📂 Pavel Grigoryev - Data Analysis Portfolio

A collection of data analysis projects demonstrating end-to-end analytics capabilities and business impact.

📑 Contents

🧑‍💻 About me
🛠️ Languages and Tools
🎯 Skills
😎 Awesome Data Analysis
🧩 Building Startup Analytics
🌊 Deep Sales Analysis of Olist E-Commerce
🌐 WWI Data Pipeline and Dashboard
🚀 Frameon - Advanced Analytics for Pandas
📜 License

🧑‍💻 About me

I hold a higher technical education.
I specialize in data analysis with a focus on empowering informed decision-making.
By extracting insights from complex data sets, I help organizations make data-driven decisions that drive business growth and improvement.

🛠️ Languages and Tools

Programming Languages: Python, SQL (PostgreSQL, MySQL, ClickHouse), NoSQL (MongoDB).
Data Analysis & Visualization:
- Libraries: Pandas, NumPy, SciPy, Statsmodels, Pingouin, Plotly, Matplotlib, Seaborn.
- Tools & Frameworks: Dash, Power BI, Tableau, Redash, DataLens, Superset.
Big Data & Distributed Computing: Apache Spark, Apache Airflow.
Machine learning and AI: Scikit-learn, MLlib.
Time Series Forecasting: Facebook Prophet, Uber Orbit.
Natural Language Processing: NLTK, SpaCy, TextBlob.
Web scraping: BeautifulSoup, Selenium, Scrapy.
DevOps: Linux, Git, Docker.
IDEs: VS Code, Google Colab, Jupyter Notebook, Zeppelin, PyCharm.

⬆ back to contents

🎯 Skills

Deep data analysis:
- Preprocessing, cleaning, and identifying patterns using visualization to support decision-making.
Writing complex SQL queries:
- Working with nested queries, window functions, CASE and WITH statements for data extraction and analysis.
Understanding product strategy:
- Knowledge of product development and improvement principles, including analyzing user needs and formulating recommendations for its growth.
Product metrics analysis:
- LTV, RR, CR, ARPU, ARPPU, MAU, DAU, and other key performance indicators.
Conducting A/B testing:
- Analyzing results using statistical methods to evaluate the effectiveness of changes.
Cohort analysis and RFM segmentation:
- Identifying user behavior patterns to optimize marketing strategies.

STATED TASK 1: Which two tools does the data analysis portfolio list under Big Data & Distributed Computing?
STATED TASK 2: Retype a passage from the data analysis portfolio, starting with "Machine learning and" and going on through "NLTK, SpaCy, TextBlob.".
STATED TASK 3: Extend the data analysis portfolio, picking up after its final line.

SUPPLIED ENTRIES:
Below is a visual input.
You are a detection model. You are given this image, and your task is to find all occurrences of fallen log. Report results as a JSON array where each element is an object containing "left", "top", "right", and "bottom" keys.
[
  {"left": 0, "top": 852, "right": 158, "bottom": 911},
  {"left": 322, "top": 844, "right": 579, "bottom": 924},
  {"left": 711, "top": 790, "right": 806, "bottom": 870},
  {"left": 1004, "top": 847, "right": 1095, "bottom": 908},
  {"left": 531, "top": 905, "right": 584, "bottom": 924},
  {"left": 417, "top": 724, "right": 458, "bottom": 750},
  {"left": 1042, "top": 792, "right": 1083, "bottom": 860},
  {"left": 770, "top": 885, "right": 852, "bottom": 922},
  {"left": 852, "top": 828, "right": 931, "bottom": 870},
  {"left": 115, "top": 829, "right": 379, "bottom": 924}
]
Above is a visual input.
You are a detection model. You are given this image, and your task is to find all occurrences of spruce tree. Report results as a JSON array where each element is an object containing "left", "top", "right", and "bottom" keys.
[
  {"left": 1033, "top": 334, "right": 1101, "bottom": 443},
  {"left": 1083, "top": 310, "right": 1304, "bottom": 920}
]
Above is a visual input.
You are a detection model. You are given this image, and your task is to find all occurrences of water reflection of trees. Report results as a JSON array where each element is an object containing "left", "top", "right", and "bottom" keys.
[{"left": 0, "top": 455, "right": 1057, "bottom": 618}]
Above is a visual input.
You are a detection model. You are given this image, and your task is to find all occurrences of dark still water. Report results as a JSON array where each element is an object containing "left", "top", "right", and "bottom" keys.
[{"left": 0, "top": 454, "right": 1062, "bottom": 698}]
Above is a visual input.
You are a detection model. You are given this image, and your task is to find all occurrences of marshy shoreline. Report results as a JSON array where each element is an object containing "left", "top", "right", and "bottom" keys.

REPLY 1: Apache Spark and Apache Airflow.

REPLY 2:
Machine learning and AI: Scikit-learn, MLlib.
Time Series Forecasting: Facebook Prophet, Uber Orbit.
Natural Language Processing: NLTK, SpaCy, TextBlob.

REPLY 3:
End-to-End Data Pipelines:
- Building automated ETL processes from databases to dashboards with Airflow orchestration.
Data visualization and dashboard development:
- Creating interactive reports in Tableau, Redash, Power BI, and other tools for presenting analytics.
Web scraping:
- Experience in extracting data from websites using tools and libraries such as BeautifulSoup, Scrapy, and Selenium for information gathering and data analysis.
Working with big data:
- Experience with tools and technologies for processing large volumes of data (e.g., Hadoop, Spark).
Machine Learning Applications:
- Capable of building and applying machine learning models for data analysis tasks, including forecasting, classification, and clustering, to uncover deeper insights and enhance decision-making processes.
Business and Metric Forecasting:
- Building and interpreting time series forecasts for key business metrics using libraries like Uber Orbit and Facebook Prophet for intuitive, robust forecasting to support strategic planning and goal-setting.
Working with APIs:
- Integrating and extracting data from various sources via APIs.
Process Automation:
- Automating data workflows and routine tasks using Linux scripting, Apache Airflow and other DevOps tools.

⬆ back to contents

😎 Awesome Data Analysis

500+ curated resources for data analysis and data science: tools, libraries, roadmaps, cheatsheets, and interview guides.

View Repository

Key Methods:

Knowledge Management & Information Architecture:
- Systematic content curation, resource classification, and learning path development
Research & Critical Thinking:
- Technical content evaluation, accuracy validation, and relevance assessment
Content Strategy & Curation:
- Quality control implementation, information synthesis, and accessibility optimization

Project Description:

A curated knowledge hub demonstrating systematic approach to data analysis, reflecting expertise in structuring complex information and evaluating technical content.

Project Goal:

To create a comprehensive, well-organized resource collection that facilitates learning and professional development in data analysis and data science.

Key Achievements:

Systematized 500+ resources into logical learning paths and competency areas
Implemented rigorous quality control by selecting materials based on accuracy and relevance
Optimized information architecture for quick navigation and knowledge discovery
Enhanced accessibility through web version development
Synthesized fragmented knowledge into unified, actionable framework

Business Impact:

Established trusted reference platform that accelerates learning curve for data professionals and demonstrates expertise in information architecture and knowledge management.

⬆ back to contents

🧩 Building Startup Analytics

Building analytics process for startup: infrastructure, dashboards, A/B testing, forecasting, automated reports, and anomaly detection.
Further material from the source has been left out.